- TASK INSTRUCTIONS -
Extend the news piece below about the FCC's proposal to let AM stations switch to all-digital operation, beginning right after its last sentence and leaving the lines that follow it aside.

Responding to a push from Texas’ own Ben Downs of Bryan Broadcasting, the FCC is slated this Friday to consider the adoption of a proposed rulemaking effort to allow AM stations to voluntarily convert to an all-digital operation. If they run with it, comments and reply comments will be due 60 days and 90 days, respectively, after the notice is published in the Federal Register.

Among the questions the FCC would likely ask cover everything from technical and operational considerations to programming aspects. But attorney David Oxenford, who did the legal work on Downs’ petition, notes that the draft NPRM suggests the commission “recognizes some of the potential benefits of the all-digital operation and identifies some of the likely early adaptors of any such technology” – beginning with AM stations that have an FM translator.

Such operations could continue to provide programming even to listeners without an AM Digital radio. And Downs himself notes that those who do have digital radios would continue to be served.

“We need to remember that this All-Digital mode is fully compatible with every HD radio that’s been sold since day 1,” he said. “It was baked into the HD Radio standard from the start.”

Downs characterizes all-digital as a means of letting AM stations compete in the music arena with any mainstream format.

- RECORDED INFORMATION -
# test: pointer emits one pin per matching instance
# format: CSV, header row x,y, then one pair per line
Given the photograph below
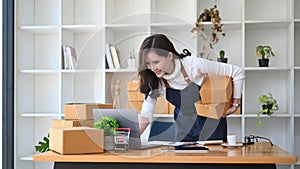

- EXERCISE ANSWER -
“Imagine competing against a CHR FM with an analog, mono, AM signal. It wouldn’t be competitive, but with the MA3mode, it would have audio parity,” he said.

Downs expresses concerns that some questions included in the draft NPRM reflect the industry “may let perfect become the enemy of good” and that while “there are things that could be done better in MA3, it’s software and can be adjusted with the passage of time.”

Referencing a broadcast engineer for a major Radio group, Downs frames it as an option to consider.

“Do you take a chance with the 30 percent penetration of HD radios that exist in cars on the road today? Or the less than 10 percent of listeners who will listen to music on AM?

“Every day there are more and more AM HD receivers sold. Can we say the same about new AM listeners? I doubt it.”

Rather, Downs proposes that using the all-digital mode is a solution that just might be able to bring new listeners back to AM.